→ Texto fornecido
Sobre a invasão da área interditada e das casas, o coordenador municipal de Defesa Civil, Paulo César Ferreira, informou que é da Polícia Militar a responsabilidade de fiscalizar a região. "Não dá para a Defesa Civil ficar 24 horas nos locais interditados. Não há efetivo. A PM tem de fazer essa segurança", diz.
Moradores voltam para prédios
Com 19 apartamentos evacuados com os deslizamentos aconteceram, o condomínio Aldebaran já recebe moradores nos apartamentos. O engenheiro Marino Eugênio, síndico do prédio, explica que a maioria passa no condomínio durante o dia e dorme em outros locais à noite. Os moradores buscaram casas de praia, de parentes e alugaram imóveis para ficar enquanto o problema não é resolvido. "Fico na casa do meu filho durante a semana e vou para a casa de praia no fim de semana", conta o síndico.
Embora a maioria não tenha retornado em definitivo, alguns moradores já voltaram a ocupar os apartamentos, como a administradora hospitalar e engenheira civil Michele Jerônimo, de 39 anos. "Continua sendo muito angustiante. Nunca será a mesma coisa. Meu marido não queria voltar por ainda temer as chuvas, mas aparentemente está tudo tranquilo. Uma engenheira esteve lá e não constatou problemas na estrutura, nenhuma fissura. Mesmo assim é uma sensação complicada", relata a moradora, que antes de regressar ficou hospedada na casa de praia da família no litoral Sul do Rio Grande do Norte.

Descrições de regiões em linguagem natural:
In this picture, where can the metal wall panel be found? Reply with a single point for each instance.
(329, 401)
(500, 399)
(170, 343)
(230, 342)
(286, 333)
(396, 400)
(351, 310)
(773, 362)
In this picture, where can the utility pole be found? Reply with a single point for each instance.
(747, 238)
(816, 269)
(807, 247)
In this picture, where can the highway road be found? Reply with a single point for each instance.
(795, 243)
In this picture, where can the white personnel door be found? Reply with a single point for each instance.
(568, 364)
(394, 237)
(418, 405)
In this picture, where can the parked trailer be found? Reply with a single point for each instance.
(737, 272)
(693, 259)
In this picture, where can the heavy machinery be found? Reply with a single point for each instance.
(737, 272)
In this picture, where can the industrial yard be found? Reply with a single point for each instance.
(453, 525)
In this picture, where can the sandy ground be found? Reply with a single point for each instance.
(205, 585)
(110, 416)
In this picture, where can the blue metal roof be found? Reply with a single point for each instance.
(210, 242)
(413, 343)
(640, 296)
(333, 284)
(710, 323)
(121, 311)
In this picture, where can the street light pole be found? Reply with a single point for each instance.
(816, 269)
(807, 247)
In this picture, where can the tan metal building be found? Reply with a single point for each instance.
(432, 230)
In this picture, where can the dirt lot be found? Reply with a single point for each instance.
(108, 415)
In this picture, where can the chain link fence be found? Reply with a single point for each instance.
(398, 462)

→ O que fazer
Repita o texto fornecido na íntegra, sem alterar nada.

→ Solução
Sobre a invasão da área interditada e das casas, o coordenador municipal de Defesa Civil, Paulo César Ferreira, informou que é da Polícia Militar a responsabilidade de fiscalizar a região. "Não dá para a Defesa Civil ficar 24 horas nos locais interditados. Não há efetivo. A PM tem de fazer essa segurança", diz.
Moradores voltam para prédios
Com 19 apartamentos evacuados com os deslizamentos aconteceram, o condomínio Aldebaran já recebe moradores nos apartamentos. O engenheiro Marino Eugênio, síndico do prédio, explica que a maioria passa no condomínio durante o dia e dorme em outros locais à noite. Os moradores buscaram casas de praia, de parentes e alugaram imóveis para ficar enquanto o problema não é resolvido. "Fico na casa do meu filho durante a semana e vou para a casa de praia no fim de semana", conta o síndico.
Embora a maioria não tenha retornado em definitivo, alguns moradores já voltaram a ocupar os apartamentos, como a administradora hospitalar e engenheira civil Michele Jerônimo, de 39 anos. "Continua sendo muito angustiante. Nunca será a mesma coisa. Meu marido não queria voltar por ainda temer as chuvas, mas aparentemente está tudo tranquilo. Uma engenheira esteve lá e não constatou problemas na estrutura, nenhuma fissura. Mesmo assim é uma sensação complicada", relata a moradora, que antes de regressar ficou hospedada na casa de praia da família no litoral Sul do Rio Grande do Norte.